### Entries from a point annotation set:

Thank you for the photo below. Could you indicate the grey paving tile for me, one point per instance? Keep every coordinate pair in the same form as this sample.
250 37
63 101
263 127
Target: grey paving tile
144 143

### Your task:
Please turn every line of the entries above into a JSON list of strings, one string per line, leaving out blank lines.

### Response:
[
  "Thank you for the photo below. Could you indicate the grey paving tile for me, one point per instance? Keep every coordinate pair in the same form as this sample.",
  "250 37",
  "63 101",
  "263 127",
  "Target: grey paving tile",
  "144 143"
]